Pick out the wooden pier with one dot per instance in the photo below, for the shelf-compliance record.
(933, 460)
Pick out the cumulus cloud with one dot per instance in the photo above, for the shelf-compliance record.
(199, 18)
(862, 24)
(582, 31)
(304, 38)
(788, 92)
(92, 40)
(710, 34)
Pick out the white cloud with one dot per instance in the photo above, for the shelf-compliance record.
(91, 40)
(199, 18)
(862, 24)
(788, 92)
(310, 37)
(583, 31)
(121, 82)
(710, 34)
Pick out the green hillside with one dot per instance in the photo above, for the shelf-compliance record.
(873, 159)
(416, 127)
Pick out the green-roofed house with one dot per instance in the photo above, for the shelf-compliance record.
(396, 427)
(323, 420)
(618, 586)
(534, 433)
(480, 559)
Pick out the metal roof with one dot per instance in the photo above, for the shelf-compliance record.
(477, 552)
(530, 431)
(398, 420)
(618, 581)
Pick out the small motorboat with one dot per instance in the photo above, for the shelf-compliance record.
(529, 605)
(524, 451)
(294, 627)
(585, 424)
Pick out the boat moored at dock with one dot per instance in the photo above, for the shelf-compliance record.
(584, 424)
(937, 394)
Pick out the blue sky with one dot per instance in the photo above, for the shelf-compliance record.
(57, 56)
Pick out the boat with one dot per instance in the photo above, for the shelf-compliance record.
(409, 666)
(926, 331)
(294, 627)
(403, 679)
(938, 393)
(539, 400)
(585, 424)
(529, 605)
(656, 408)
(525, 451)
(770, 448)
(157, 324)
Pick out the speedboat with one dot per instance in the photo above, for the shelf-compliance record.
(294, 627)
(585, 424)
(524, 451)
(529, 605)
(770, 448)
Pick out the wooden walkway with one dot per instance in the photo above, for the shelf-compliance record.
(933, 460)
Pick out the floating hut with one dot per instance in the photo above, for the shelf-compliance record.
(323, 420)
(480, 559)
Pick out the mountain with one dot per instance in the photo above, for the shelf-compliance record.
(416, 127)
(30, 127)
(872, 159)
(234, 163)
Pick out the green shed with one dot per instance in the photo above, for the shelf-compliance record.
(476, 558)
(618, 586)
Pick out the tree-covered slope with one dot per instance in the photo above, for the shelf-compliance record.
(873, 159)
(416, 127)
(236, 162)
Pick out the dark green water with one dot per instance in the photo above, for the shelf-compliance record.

━━━━

DO THIS ->
Turn every line of the data above into a numbered list, one item per line, and leave out any blank lines.

FULL ANSWER ->
1. Pick out the wooden pier with one dot per instance in the photo below, for the shelf-compliance record.
2. (933, 460)
3. Pick out the cumulus cloud with one dot per instance in the photo above, for the shelf-compliance record.
4. (199, 18)
5. (862, 24)
6. (582, 31)
7. (304, 38)
8. (788, 92)
9. (92, 40)
10. (710, 34)
11. Pick out the white cloud with one dot per instance in the photo above, for the shelf-compliance record.
12. (91, 40)
13. (199, 18)
14. (862, 24)
15. (788, 92)
16. (310, 37)
17. (583, 31)
18. (121, 82)
19. (710, 34)
20. Pick out the green hillside with one dot per instance in the photo above, for the shelf-compliance record.
21. (873, 159)
22. (416, 127)
23. Pick out the green-roofed house with one dot per instance in the photo above, for the shelf-compliance record.
24. (396, 427)
25. (323, 420)
26. (618, 586)
27. (534, 433)
28. (480, 559)
29. Pick out the metal roof with one dot per instance in the photo above, for the shelf-compliance record.
30. (477, 552)
31. (530, 431)
32. (398, 420)
33. (618, 581)
34. Pick out the small motorboat with one dot per instance in the photo above, for the shelf-compliance record.
35. (529, 605)
36. (524, 451)
37. (294, 627)
38. (585, 424)
39. Pick out the boat moored at dock with one dot per instance in the photo above, for the shelf-compliance record.
40. (584, 424)
41. (937, 394)
42. Pick out the blue sky with one dot per instance in the photo above, for the shelf-compliance record.
43. (57, 56)
44. Pick out the boat with one dot per instance in the photo above, for the shelf-compliance record.
45. (409, 666)
46. (926, 331)
47. (294, 627)
48. (403, 679)
49. (938, 393)
50. (539, 400)
51. (585, 424)
52. (529, 605)
53. (656, 408)
54. (525, 451)
55. (770, 448)
56. (157, 324)
57. Pick out the speedboat with one dot per instance in the photo above, for the shelf-compliance record.
58. (294, 627)
59. (585, 424)
60. (524, 451)
61. (529, 605)
62. (770, 448)
63. Pick out the wooden walkway with one dot per instance in the photo above, for the shelf-compliance record.
64. (933, 460)
65. Pick out the floating hut with one dot per instance in the photo above, for the shelf-compliance record.
66. (323, 420)
67. (480, 559)
68. Pick out the mountain with one dot per instance in the photo above, for the shelf-compliance record.
69. (416, 127)
70. (30, 127)
71. (872, 159)
72. (234, 163)
73. Pick out the green shed with one dot per instance in the photo above, for the shelf-compliance record.
74. (476, 558)
75. (618, 586)
76. Pick out the tree-covered slope with one dot per instance in the photo above, for the shelf-compliance record.
77. (873, 159)
78. (416, 127)
79. (236, 162)
80. Pick out the dark green water with one dot per instance in the photo above, for the shelf-compliance record.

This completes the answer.